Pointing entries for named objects

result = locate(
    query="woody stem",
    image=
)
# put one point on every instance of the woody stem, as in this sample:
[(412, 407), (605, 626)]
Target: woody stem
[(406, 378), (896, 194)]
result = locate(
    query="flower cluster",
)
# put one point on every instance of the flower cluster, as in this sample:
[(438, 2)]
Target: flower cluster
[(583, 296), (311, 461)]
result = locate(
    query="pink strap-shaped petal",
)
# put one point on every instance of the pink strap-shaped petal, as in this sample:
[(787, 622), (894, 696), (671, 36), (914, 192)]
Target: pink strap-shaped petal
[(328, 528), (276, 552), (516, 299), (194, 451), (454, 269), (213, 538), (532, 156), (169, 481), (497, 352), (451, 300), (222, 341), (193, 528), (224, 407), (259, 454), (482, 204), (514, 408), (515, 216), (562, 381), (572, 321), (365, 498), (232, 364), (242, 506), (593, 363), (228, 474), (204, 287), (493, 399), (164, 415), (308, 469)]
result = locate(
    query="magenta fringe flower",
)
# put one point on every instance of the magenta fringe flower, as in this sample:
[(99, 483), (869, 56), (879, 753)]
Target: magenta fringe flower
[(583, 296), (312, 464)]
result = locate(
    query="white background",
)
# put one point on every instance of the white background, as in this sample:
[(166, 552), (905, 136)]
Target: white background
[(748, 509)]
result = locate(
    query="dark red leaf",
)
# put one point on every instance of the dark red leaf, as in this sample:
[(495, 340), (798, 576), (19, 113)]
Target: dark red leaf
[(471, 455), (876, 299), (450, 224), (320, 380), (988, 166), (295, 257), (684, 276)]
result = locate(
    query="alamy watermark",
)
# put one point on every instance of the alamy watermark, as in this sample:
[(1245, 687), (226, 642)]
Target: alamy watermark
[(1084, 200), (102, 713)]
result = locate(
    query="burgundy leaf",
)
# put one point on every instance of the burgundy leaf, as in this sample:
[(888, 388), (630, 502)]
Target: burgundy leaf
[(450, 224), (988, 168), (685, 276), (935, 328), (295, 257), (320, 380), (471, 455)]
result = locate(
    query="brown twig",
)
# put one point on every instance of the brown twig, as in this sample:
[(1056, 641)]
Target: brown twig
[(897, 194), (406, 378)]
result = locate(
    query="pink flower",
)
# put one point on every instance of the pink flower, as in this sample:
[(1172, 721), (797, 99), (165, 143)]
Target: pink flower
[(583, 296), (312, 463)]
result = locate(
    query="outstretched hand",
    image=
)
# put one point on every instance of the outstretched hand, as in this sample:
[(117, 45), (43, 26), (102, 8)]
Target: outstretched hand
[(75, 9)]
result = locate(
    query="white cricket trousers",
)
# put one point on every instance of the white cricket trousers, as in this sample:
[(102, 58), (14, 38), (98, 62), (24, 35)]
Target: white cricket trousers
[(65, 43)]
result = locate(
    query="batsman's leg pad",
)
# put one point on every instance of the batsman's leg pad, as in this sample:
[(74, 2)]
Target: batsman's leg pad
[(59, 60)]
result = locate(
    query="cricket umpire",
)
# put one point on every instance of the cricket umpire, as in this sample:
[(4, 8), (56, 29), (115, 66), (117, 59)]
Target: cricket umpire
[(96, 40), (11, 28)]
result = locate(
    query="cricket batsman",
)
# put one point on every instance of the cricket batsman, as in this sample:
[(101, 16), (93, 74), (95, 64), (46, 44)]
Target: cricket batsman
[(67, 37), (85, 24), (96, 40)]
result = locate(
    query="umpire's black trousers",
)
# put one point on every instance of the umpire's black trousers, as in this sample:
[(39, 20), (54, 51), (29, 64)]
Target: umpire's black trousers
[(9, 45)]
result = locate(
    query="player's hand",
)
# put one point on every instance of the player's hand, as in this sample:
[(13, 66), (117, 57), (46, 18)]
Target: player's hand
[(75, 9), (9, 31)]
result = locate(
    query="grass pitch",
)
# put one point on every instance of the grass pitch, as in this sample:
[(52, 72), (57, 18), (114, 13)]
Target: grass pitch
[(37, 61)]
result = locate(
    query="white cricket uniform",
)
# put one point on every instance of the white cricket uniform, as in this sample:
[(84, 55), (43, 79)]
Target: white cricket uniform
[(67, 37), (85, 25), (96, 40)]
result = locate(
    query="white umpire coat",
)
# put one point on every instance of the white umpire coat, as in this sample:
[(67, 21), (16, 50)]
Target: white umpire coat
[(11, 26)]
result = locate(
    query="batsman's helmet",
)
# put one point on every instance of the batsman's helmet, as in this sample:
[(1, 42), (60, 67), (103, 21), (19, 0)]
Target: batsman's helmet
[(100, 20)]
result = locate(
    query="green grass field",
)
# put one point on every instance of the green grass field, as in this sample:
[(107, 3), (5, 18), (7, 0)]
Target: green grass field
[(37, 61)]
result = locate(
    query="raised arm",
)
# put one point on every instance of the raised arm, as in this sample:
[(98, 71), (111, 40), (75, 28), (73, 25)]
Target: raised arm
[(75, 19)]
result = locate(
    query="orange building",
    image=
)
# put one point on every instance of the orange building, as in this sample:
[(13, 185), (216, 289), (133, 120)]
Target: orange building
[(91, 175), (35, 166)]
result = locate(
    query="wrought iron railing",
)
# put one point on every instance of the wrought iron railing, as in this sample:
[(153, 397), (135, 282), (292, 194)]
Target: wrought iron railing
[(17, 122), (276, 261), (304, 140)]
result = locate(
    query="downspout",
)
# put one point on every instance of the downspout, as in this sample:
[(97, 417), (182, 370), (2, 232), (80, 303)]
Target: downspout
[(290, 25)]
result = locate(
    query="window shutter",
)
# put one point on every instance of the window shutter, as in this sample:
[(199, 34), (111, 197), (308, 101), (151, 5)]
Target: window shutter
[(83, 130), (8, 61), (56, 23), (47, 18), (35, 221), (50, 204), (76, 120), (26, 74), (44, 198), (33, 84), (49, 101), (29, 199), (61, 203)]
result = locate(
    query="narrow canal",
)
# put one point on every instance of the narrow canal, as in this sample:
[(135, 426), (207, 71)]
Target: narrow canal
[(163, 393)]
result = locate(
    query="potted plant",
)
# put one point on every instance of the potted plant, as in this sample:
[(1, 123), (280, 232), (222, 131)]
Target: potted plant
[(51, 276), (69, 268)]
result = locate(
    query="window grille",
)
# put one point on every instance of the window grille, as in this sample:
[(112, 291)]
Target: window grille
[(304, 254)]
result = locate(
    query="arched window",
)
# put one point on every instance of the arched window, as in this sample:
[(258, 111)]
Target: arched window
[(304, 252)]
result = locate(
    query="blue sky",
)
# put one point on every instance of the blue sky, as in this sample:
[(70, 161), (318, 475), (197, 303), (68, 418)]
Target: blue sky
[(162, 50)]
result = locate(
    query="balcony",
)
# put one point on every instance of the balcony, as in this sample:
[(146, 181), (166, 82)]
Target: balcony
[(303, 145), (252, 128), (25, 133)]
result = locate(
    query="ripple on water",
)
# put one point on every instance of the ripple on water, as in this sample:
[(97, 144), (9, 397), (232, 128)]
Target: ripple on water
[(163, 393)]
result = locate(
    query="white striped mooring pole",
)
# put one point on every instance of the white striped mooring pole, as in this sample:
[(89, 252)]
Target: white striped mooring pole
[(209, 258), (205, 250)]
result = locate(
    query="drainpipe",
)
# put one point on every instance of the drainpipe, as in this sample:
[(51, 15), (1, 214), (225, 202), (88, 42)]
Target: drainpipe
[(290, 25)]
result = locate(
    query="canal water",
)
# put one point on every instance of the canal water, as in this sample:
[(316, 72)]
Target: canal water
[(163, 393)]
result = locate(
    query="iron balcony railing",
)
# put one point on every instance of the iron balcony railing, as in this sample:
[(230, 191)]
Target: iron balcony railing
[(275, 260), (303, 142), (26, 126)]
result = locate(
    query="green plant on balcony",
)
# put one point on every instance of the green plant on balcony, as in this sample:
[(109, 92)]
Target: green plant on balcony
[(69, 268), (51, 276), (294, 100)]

• [BRIEF] Copy the lines above word for word, beginning with the very first line and going on through the line with "[(583, 296), (311, 461)]".

• [SOLVED EXERCISE]
result = locate(
    query="woody stem",
    image=
)
# put one point on every instance of the woody stem, as in this sample:
[(412, 407), (605, 626)]
Target: woody stem
[(406, 378), (896, 194)]
result = locate(
    query="flower cluster",
)
# put one point on every instance of the flower cluster, as in this sample:
[(438, 2)]
Target: flower cluster
[(583, 296), (311, 461)]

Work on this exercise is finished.